━━━ RECORDS FOR THIS TASK ━━━

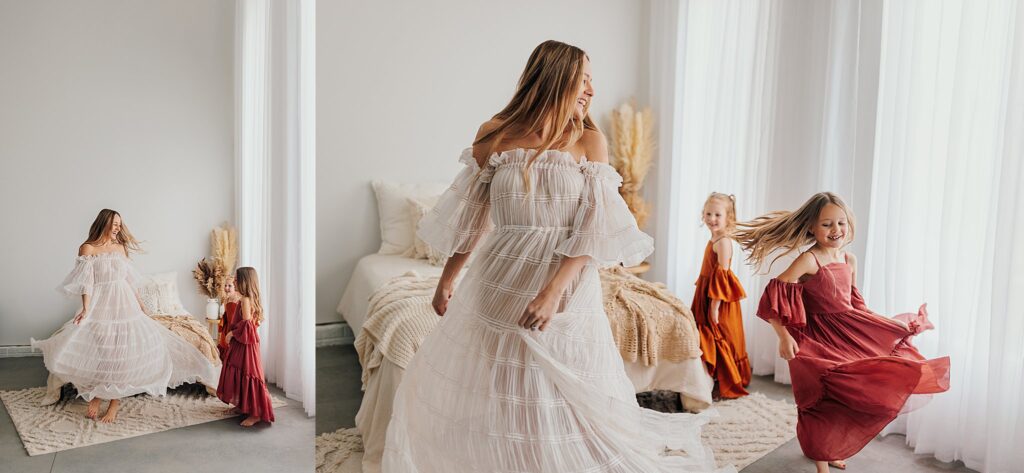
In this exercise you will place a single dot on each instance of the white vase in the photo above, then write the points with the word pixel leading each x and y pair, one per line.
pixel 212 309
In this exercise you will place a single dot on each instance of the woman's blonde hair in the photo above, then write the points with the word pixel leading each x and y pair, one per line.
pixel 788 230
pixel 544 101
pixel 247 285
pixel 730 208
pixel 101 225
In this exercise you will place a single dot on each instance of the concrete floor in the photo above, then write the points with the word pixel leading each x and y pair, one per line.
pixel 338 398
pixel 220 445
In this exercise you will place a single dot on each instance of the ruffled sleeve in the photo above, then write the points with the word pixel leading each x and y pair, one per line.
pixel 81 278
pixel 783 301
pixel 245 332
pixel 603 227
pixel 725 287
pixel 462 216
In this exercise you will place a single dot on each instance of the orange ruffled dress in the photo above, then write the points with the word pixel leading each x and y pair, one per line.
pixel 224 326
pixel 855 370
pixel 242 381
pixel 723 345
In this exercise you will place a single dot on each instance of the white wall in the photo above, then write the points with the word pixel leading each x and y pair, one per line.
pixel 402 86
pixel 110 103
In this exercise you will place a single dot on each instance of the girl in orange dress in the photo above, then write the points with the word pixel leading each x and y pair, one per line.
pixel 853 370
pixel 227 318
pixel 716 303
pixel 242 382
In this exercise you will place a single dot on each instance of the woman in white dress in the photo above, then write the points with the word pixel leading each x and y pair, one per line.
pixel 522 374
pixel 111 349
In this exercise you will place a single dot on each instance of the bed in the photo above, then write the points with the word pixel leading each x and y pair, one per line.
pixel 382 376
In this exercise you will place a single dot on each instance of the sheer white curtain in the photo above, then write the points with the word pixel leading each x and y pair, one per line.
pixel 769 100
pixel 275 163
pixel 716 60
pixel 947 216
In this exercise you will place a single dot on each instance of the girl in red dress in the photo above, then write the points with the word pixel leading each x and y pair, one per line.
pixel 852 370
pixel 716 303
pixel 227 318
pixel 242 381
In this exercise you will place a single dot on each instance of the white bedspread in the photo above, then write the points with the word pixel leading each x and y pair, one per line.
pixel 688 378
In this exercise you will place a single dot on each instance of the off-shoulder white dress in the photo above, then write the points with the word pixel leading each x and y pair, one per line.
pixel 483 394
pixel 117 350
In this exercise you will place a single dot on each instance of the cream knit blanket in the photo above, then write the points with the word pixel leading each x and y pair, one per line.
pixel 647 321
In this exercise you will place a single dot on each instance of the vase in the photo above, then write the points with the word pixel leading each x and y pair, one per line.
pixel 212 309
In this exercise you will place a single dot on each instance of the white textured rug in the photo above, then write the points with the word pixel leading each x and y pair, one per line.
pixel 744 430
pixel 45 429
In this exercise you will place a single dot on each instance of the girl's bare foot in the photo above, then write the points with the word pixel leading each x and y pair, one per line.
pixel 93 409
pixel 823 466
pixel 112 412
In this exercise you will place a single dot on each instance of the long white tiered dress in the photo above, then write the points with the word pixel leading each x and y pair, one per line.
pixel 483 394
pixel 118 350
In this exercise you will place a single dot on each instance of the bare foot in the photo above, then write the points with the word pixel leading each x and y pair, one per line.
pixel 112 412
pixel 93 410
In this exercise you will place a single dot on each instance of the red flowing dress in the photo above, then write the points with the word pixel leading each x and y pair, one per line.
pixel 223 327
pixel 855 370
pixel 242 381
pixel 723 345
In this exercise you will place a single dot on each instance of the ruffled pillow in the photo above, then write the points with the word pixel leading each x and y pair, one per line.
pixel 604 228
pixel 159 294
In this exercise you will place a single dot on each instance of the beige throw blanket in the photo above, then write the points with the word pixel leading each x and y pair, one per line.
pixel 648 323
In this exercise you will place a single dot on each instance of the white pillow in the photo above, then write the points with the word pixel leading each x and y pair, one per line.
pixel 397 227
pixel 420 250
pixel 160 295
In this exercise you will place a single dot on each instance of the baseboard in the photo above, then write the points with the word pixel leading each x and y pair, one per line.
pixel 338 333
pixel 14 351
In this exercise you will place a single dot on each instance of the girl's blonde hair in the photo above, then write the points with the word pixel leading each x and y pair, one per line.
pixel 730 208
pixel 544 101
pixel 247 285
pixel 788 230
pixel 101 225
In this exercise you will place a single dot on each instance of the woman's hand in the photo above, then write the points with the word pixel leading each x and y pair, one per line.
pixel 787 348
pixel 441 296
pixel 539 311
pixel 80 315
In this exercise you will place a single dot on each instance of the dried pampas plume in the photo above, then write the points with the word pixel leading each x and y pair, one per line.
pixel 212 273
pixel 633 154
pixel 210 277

━━━

Render the records starting with the line that contains "the woman's blonde" and going on through the line that contains "pixel 220 445" as a two-column CSV with the headers instruction and points, one row per record, putting its text and its answer each in one quoted field with line breaks turned into spaces. Leave out all other records.

instruction,points
"In this exercise you will place a single dot on each instance of the woman's blonde hair in the photo above, then write the points with the word pixel leading each x and y pair, one per line.","pixel 788 230 pixel 544 101 pixel 247 285 pixel 730 208 pixel 101 225"
"In this exercise you will place a single dot on each instance of the concrete floor in the photo above, then write the points with the word pixel leading each x and y pair, one per line.","pixel 338 398 pixel 220 445"